* [INFORMATION SHOWN]
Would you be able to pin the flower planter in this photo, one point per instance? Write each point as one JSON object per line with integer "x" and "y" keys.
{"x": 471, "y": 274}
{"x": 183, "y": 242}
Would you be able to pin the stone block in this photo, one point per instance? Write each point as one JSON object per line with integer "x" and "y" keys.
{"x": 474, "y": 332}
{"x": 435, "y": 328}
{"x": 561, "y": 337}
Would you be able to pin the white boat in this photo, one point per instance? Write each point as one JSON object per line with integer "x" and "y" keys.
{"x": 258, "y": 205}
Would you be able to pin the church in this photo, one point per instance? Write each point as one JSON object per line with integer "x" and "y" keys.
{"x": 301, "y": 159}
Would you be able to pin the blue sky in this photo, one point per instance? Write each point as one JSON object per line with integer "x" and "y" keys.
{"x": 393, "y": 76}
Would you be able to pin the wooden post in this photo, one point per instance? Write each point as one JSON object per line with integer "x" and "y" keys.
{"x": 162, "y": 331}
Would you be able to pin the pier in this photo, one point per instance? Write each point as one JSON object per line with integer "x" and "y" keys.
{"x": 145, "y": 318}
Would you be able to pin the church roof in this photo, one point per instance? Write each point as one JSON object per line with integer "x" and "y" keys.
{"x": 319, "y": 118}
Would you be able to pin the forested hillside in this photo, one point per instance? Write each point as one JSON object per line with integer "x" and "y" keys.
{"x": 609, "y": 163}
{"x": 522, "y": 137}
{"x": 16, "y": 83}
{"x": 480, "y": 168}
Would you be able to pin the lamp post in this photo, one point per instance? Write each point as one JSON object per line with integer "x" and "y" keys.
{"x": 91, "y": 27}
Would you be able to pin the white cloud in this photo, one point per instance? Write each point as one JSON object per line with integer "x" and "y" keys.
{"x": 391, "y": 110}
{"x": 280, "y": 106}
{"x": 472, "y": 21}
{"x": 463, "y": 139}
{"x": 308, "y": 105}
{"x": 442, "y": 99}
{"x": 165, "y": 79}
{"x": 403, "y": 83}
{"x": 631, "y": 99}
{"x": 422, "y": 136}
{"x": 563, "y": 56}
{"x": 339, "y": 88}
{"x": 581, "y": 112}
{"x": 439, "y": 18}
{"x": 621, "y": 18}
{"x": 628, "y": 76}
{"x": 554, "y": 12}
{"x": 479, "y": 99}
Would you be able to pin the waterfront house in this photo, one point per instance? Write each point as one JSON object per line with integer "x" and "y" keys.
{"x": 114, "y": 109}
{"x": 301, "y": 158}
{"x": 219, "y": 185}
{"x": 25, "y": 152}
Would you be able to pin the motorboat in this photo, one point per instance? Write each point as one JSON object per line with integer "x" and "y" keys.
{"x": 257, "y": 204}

* [PROBLEM REQUIREMENTS]
Reproduce without any change the stretch of the records from the line containing "Would you be able to pin the motorboat" through the end of the records.

* [OUTPUT OF THE EXERCISE]
Would you be able to pin the motorboat in this photo, one point per instance? Write each point as one JSON object per line with integer "x" and "y" keys.
{"x": 257, "y": 204}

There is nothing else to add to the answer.